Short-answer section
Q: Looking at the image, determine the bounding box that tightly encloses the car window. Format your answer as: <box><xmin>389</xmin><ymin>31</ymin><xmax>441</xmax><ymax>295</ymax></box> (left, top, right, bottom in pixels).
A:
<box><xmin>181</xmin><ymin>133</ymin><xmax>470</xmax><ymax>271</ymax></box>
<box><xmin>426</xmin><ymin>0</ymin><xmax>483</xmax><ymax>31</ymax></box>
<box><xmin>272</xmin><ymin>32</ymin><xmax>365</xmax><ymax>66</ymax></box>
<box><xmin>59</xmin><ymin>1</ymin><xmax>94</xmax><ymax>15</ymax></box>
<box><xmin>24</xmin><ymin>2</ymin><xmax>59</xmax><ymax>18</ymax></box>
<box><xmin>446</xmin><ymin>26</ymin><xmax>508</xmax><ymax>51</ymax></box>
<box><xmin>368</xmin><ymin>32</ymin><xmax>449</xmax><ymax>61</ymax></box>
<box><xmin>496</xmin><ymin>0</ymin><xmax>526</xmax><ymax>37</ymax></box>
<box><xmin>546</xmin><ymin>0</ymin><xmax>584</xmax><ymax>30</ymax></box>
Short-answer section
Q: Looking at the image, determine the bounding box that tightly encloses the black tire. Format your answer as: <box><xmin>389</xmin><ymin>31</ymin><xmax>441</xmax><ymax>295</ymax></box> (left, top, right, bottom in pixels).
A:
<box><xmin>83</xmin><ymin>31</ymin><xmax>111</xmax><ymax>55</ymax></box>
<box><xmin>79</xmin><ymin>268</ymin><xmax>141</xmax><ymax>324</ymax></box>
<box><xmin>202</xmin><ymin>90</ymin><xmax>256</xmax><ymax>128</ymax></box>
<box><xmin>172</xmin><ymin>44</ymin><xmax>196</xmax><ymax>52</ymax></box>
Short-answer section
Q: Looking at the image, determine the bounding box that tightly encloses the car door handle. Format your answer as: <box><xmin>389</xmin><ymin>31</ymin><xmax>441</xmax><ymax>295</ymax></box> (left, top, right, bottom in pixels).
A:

______________________________

Task objective: Write the material out again in its entirety, exactly as shown.

Exercise answer:
Short-answer section
Q: Looking at the image, determine the bounding box that tightly encloses the car window. Format your answer as: <box><xmin>389</xmin><ymin>31</ymin><xmax>441</xmax><ymax>295</ymax></box> (left, top, right, bottom in pixels).
A:
<box><xmin>181</xmin><ymin>133</ymin><xmax>470</xmax><ymax>271</ymax></box>
<box><xmin>426</xmin><ymin>0</ymin><xmax>483</xmax><ymax>31</ymax></box>
<box><xmin>272</xmin><ymin>32</ymin><xmax>365</xmax><ymax>66</ymax></box>
<box><xmin>59</xmin><ymin>1</ymin><xmax>94</xmax><ymax>15</ymax></box>
<box><xmin>24</xmin><ymin>2</ymin><xmax>59</xmax><ymax>18</ymax></box>
<box><xmin>446</xmin><ymin>26</ymin><xmax>508</xmax><ymax>51</ymax></box>
<box><xmin>368</xmin><ymin>32</ymin><xmax>449</xmax><ymax>61</ymax></box>
<box><xmin>496</xmin><ymin>0</ymin><xmax>526</xmax><ymax>37</ymax></box>
<box><xmin>546</xmin><ymin>0</ymin><xmax>584</xmax><ymax>30</ymax></box>
Short-answer section
Q: Looking at the image, determine the bounding box that tightly encloses the black tire. Format your answer as: <box><xmin>389</xmin><ymin>31</ymin><xmax>441</xmax><ymax>295</ymax></box> (left, top, right, bottom in pixels).
A:
<box><xmin>83</xmin><ymin>31</ymin><xmax>111</xmax><ymax>55</ymax></box>
<box><xmin>79</xmin><ymin>268</ymin><xmax>141</xmax><ymax>324</ymax></box>
<box><xmin>202</xmin><ymin>90</ymin><xmax>256</xmax><ymax>128</ymax></box>
<box><xmin>172</xmin><ymin>44</ymin><xmax>196</xmax><ymax>52</ymax></box>
Short-answer section
Q: Looking at the image, determine the bounding box that tightly encloses the car door handle. Format your answer as: <box><xmin>389</xmin><ymin>31</ymin><xmax>441</xmax><ymax>295</ymax></box> (left, top, right, bottom in pixels).
A:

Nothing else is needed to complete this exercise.